* [PATCH v1 1/2] mm/memory_hotplug: set node_start_pfn of hotadded pgdat to 0
2020-04-22 15:53 [PATCH v1 0/2] mm/memory_hotplug: handle memblocks only with CONFIG_ARCH_KEEP_MEMBLOCK David Hildenbrand
@ 2020-04-22 15:53 ` David Hildenbrand
2020-04-22 15:53 ` [PATCH v1 2/2] mm/memory_hotplug: handle memblocks only with CONFIG_ARCH_KEEP_MEMBLOCK David Hildenbrand
1 sibling, 0 replies; 3+ messages in thread
From: David Hildenbrand @ 2020-04-22 15:53 UTC (permalink / raw)
To: linux-kernel
Cc: linux-mm, David Hildenbrand, Pankaj Gupta, Andrew Morton,
Michal Hocko, Baoquan He, Oscar Salvador
A hotadded node/pgdat will span no pages at all, until memory is moved to
the zone/node via move_pfn_range_to_zone() -> resize_pgdat_range - e.g.,
when onlining memory blocks. We don't have to initialize the
node_start_pfn to the memory we are adding.
Especially, there is an inconsistency:
- Hotplugging memory to a memory-less node with cpus: node_start_pf == 0
- Offlining and removing last memory from a node: node_start_pfn == 0
- Hotplugging memory to a memory-less node without cpus: node_start_pfn !=0
As soon as memory is onlined, node_start_pfn is overwritten with the
actual start. E.g., when adding two DIMMs but only onlining one of
both, only that DIMM (with online memory blocks) is spanned by the
node.
Currently, the validity of node_start_pfn really is linked to
node_spanned_pages != 0. With node_spanned_pages == 0 (e.g., before
onlining memory), it has no meaning.
So let's stop setting node_start_pfn, just to be overwritten via
move_pfn_range_to_zone(). This avoids confusion when looking at the
code, wondering which magic will be performed with the node_start_pfn
in this function, when hotadding a pgdat.
Acked-by: Pankaj Gupta <pankaj.gupta.linux@gmail.com>
Cc: Andrew Morton <akpm@linux-foundation.org>
Cc: Michal Hocko <mhocko@kernel.org>
Cc: Baoquan He <bhe@redhat.com>
Cc: Oscar Salvador <osalvador@suse.de>
Cc: Pankaj Gupta <pankaj.gupta.linux@gmail.com>
Signed-off-by: David Hildenbrand <david@redhat.com>
---
mm/memory_hotplug.c | 15 ++++++---------
1 file changed, 6 insertions(+), 9 deletions(-)
diff --git a/mm/memory_hotplug.c b/mm/memory_hotplug.c
index b65e0d1c9812..4dc263d2525a 100644
--- a/mm/memory_hotplug.c
+++ b/mm/memory_hotplug.c
@@ -866,10 +866,9 @@ static void reset_node_present_pages(pg_data_t *pgdat)
}
/* we are OK calling __meminit stuff here - we have CONFIG_MEMORY_HOTPLUG */
-static pg_data_t __ref *hotadd_new_pgdat(int nid, u64 start)

## Objectives
1. Change "free-text description" to "plain-text description" throughout the records, from their start through the line containing "left=530, top=171, right=586, bottom=219", and write out that stretch again with nothing else altered.
2. Extend the memory hotplug patch onward from its final line.
The patch text and the records have no connection to each other.

## Information given

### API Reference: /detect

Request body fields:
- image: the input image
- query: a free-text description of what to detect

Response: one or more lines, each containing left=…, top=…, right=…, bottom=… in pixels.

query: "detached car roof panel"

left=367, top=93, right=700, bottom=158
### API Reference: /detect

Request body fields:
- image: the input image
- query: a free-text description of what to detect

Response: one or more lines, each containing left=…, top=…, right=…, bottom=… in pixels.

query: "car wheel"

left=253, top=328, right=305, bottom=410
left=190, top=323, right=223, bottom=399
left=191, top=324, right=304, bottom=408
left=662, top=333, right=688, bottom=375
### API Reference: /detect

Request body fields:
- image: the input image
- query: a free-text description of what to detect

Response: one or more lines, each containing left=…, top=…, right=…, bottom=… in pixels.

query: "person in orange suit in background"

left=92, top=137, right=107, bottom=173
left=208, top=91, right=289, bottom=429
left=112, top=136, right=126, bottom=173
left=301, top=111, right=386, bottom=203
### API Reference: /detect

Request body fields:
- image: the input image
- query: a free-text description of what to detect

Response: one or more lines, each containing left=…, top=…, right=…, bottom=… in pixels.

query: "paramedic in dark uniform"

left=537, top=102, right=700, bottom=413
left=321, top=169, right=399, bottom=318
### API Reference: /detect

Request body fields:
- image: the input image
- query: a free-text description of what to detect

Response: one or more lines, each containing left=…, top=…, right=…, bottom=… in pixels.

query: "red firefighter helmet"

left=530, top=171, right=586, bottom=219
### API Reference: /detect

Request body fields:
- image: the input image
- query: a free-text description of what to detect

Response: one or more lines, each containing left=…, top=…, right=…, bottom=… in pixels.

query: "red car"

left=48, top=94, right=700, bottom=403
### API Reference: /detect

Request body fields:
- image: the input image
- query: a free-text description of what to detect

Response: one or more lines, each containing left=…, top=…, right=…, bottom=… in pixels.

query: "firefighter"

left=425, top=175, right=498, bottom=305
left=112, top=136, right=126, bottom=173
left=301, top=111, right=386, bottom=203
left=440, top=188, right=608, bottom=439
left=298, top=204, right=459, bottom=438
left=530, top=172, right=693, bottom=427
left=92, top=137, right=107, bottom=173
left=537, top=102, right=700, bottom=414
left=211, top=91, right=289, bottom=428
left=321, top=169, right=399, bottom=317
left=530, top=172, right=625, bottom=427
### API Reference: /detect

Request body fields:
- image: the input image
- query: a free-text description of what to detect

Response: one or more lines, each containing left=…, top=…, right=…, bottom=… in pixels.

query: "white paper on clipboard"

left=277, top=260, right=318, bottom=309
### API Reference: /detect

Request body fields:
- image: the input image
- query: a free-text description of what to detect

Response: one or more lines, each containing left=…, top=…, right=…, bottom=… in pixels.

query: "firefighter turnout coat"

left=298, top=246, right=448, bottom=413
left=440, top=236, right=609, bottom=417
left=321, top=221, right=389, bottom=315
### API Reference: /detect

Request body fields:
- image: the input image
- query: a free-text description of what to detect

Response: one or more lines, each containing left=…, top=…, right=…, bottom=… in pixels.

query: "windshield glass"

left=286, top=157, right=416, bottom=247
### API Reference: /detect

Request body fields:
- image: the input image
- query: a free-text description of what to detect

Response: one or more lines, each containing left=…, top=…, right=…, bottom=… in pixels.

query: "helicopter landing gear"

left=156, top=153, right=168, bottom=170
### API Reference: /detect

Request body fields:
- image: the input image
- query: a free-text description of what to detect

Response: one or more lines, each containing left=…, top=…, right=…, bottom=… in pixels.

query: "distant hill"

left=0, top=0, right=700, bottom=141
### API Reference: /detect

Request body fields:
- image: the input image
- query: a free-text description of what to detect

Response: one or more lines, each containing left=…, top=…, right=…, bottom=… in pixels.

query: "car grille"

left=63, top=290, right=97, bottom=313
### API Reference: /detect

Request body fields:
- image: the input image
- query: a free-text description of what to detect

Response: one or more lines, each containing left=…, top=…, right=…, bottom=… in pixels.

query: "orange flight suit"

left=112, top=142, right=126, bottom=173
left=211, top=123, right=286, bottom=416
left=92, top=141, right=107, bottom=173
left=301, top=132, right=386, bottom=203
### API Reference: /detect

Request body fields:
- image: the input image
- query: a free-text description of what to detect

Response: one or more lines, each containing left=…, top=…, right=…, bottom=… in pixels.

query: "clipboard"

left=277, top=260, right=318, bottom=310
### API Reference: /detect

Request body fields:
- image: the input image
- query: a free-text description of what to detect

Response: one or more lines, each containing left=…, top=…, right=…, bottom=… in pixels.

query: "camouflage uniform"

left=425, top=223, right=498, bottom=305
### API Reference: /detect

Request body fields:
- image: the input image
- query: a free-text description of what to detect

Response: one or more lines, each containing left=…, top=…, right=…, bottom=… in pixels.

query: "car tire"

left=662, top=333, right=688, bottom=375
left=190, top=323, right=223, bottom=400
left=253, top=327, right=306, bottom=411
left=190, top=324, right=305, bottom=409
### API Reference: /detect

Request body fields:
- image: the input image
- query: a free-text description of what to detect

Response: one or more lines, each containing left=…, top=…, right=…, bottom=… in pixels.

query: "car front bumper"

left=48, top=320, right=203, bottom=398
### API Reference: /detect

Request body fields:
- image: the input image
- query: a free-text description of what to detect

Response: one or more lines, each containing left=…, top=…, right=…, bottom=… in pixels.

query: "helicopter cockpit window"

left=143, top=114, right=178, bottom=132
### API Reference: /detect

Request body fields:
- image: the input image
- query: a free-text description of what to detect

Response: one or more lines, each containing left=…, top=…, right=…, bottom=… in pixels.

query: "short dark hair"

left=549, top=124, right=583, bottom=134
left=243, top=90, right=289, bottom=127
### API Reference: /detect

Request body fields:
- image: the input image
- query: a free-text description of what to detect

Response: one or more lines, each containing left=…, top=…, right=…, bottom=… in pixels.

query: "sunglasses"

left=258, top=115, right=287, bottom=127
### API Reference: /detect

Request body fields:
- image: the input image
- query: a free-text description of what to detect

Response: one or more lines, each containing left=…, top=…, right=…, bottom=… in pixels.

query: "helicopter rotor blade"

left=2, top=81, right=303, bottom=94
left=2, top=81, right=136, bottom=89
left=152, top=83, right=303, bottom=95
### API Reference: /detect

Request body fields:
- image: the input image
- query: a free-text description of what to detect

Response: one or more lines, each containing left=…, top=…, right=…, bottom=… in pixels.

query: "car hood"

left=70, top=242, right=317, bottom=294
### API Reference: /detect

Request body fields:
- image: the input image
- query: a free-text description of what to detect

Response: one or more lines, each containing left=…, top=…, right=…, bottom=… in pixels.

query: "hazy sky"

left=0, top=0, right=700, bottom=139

## Responses to the tasks
1.
### API Reference: /detect

Request body fields:
- image: the input image
- query: a plain-text description of what to detect

Response: one or more lines, each containing left=…, top=…, right=…, bottom=… in pixels.

query: "detached car roof panel"

left=367, top=93, right=700, bottom=158
### API Reference: /detect

Request body fields:
- image: the input image
- query: a plain-text description of what to detect

Response: one or more lines, each containing left=…, top=…, right=…, bottom=… in pixels.

query: "car wheel"

left=253, top=328, right=305, bottom=410
left=190, top=323, right=223, bottom=399
left=191, top=324, right=304, bottom=408
left=662, top=333, right=688, bottom=375
### API Reference: /detect

Request body fields:
- image: the input image
- query: a plain-text description of what to detect

Response: one or more lines, each containing left=…, top=…, right=…, bottom=… in pixels.

query: "person in orange suit in background"

left=92, top=137, right=107, bottom=173
left=208, top=91, right=289, bottom=429
left=112, top=136, right=126, bottom=173
left=301, top=111, right=386, bottom=203
### API Reference: /detect

Request body fields:
- image: the input image
- query: a plain-text description of what to detect

Response: one or more lines, each containing left=…, top=…, right=…, bottom=… in pixels.

query: "paramedic in dark uniform"

left=537, top=102, right=700, bottom=413
left=321, top=169, right=399, bottom=318
### API Reference: /detect

Request body fields:
- image: the input image
- query: a plain-text description of what to detect

Response: one or more lines, each containing left=…, top=…, right=…, bottom=… in pixels.

query: "red firefighter helmet"

left=530, top=171, right=586, bottom=219

2.
+static pg_data_t __ref *hotadd_new_pgdat(int nid)
{
struct pglist_data *pgdat;
- unsigned long start_pfn = PFN_DOWN(start);
pgdat = NODE_DATA(nid);
if (!pgdat) {
@@ -899,9 +898,8 @@ static pg_data_t __ref *hotadd_new_pgdat(int nid, u64 start)
}
/* we can use NODE_DATA(nid) from here */
-
pgdat->node_id = nid;
- pgdat->node_start_pfn = start_pfn;
+ pgdat->node_start_pfn = 0;
/* init node's zones as empty zones, we don't have any present pages.*/
free_area_init_core_hotplug(nid);
@@ -936,7 +934,6 @@ static void rollback_node_hotadd(int nid)
/**
* try_online_node - online a node if offlined
* @nid: the node ID
- * @start: start addr of the node
* @set_node_online: Whether we want to online the node
* called by cpu_up() to online a node without onlined memory.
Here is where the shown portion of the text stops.